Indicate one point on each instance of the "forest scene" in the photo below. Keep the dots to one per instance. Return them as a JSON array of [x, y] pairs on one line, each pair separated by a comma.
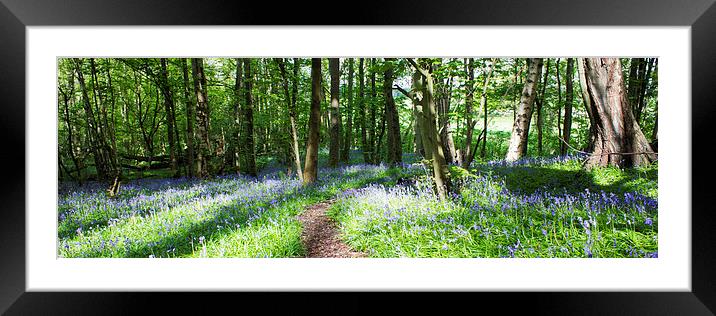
[[357, 157]]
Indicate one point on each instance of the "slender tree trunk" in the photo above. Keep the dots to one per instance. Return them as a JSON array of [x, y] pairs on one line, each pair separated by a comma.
[[290, 103], [247, 134], [587, 104], [189, 104], [236, 133], [111, 127], [619, 140], [362, 109], [431, 136], [202, 115], [641, 100], [310, 172], [395, 150], [483, 102], [348, 139], [569, 96], [469, 122], [559, 101], [66, 97], [92, 129], [372, 146], [168, 105], [520, 129], [540, 103], [335, 146]]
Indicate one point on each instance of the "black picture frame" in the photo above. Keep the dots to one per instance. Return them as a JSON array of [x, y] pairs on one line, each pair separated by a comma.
[[15, 15]]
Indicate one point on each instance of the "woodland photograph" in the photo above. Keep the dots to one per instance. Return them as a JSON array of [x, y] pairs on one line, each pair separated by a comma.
[[357, 157]]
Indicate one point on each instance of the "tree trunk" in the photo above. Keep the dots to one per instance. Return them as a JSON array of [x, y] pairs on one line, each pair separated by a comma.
[[362, 110], [518, 139], [569, 96], [587, 104], [619, 140], [92, 130], [310, 172], [236, 131], [641, 100], [469, 122], [395, 150], [540, 103], [168, 106], [291, 104], [372, 111], [66, 97], [431, 136], [247, 134], [348, 139], [335, 146], [202, 116], [483, 102], [189, 104], [559, 102]]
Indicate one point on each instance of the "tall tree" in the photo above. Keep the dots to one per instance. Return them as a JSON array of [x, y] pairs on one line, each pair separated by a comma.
[[540, 102], [310, 172], [362, 110], [334, 147], [169, 108], [483, 101], [372, 146], [93, 130], [67, 97], [619, 140], [520, 129], [395, 152], [569, 96], [291, 104], [468, 152], [202, 116], [586, 100], [248, 148], [430, 134], [189, 105], [348, 139], [236, 129]]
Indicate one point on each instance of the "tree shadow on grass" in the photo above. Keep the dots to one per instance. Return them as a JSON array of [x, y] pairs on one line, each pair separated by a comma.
[[184, 241], [535, 178]]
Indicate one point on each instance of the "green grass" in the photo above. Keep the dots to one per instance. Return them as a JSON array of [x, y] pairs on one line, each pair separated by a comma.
[[530, 211]]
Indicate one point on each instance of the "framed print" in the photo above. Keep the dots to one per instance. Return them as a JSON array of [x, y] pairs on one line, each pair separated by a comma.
[[153, 226]]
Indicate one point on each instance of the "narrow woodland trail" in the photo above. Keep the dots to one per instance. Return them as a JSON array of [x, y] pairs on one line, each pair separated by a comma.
[[320, 236]]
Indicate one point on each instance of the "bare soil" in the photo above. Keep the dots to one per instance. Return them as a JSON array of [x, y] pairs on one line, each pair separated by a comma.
[[320, 236]]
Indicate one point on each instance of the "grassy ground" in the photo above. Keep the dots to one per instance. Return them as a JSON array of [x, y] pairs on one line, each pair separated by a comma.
[[223, 217], [531, 208], [547, 207]]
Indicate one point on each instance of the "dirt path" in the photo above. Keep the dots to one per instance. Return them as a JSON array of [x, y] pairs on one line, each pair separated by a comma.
[[320, 236]]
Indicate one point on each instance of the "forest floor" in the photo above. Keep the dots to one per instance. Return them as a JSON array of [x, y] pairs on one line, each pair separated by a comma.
[[536, 207], [320, 237]]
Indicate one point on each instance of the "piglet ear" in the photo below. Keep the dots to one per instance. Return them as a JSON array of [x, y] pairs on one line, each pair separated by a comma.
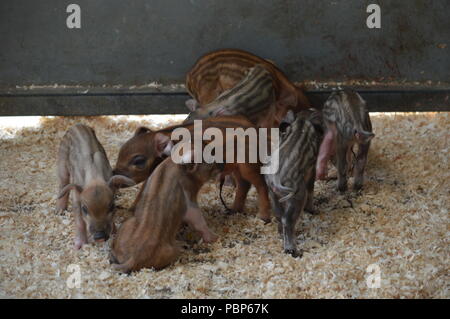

·····

→ **Set task**
Count the lines above that contain the word "below", and reply with only that number.

→ **Complete output**
2